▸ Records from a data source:
⟨
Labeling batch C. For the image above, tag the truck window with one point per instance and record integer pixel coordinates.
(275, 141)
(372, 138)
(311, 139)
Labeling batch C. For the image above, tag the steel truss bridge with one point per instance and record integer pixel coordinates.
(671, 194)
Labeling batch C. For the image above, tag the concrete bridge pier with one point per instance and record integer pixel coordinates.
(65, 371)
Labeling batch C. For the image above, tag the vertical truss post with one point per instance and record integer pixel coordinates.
⟩
⟨
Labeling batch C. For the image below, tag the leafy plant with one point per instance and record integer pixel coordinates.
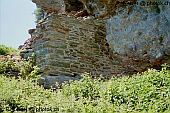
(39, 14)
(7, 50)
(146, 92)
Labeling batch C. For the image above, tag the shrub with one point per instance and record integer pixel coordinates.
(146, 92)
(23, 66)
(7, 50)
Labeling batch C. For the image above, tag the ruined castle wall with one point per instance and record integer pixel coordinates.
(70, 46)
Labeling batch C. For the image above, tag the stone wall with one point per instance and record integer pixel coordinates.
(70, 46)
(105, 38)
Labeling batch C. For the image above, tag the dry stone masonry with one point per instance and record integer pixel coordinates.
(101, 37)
⟩
⟨
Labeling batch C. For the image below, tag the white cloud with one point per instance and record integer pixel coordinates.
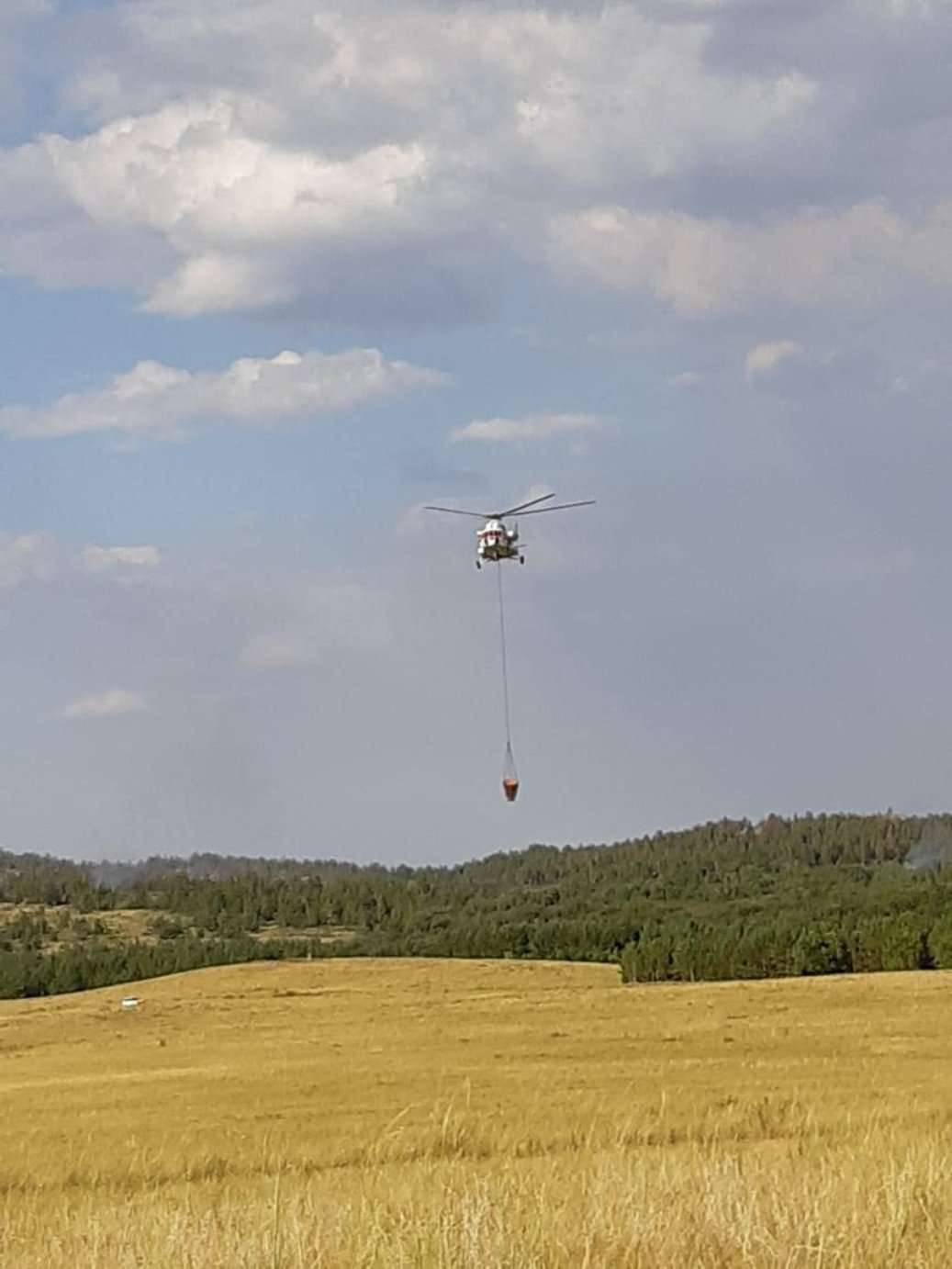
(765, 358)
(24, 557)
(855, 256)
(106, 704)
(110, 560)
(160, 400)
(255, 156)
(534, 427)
⟩
▸ Exercise aim:
List each line of the items that contains the word "wall".

▸ The output:
Labeling batch C. For the image above, tag the ruined castle wall with one point per instance and record integer pixel coordinates.
Labeling batch C. For the image above, tag the stone wall with one point per instance and record integer pixel coordinates.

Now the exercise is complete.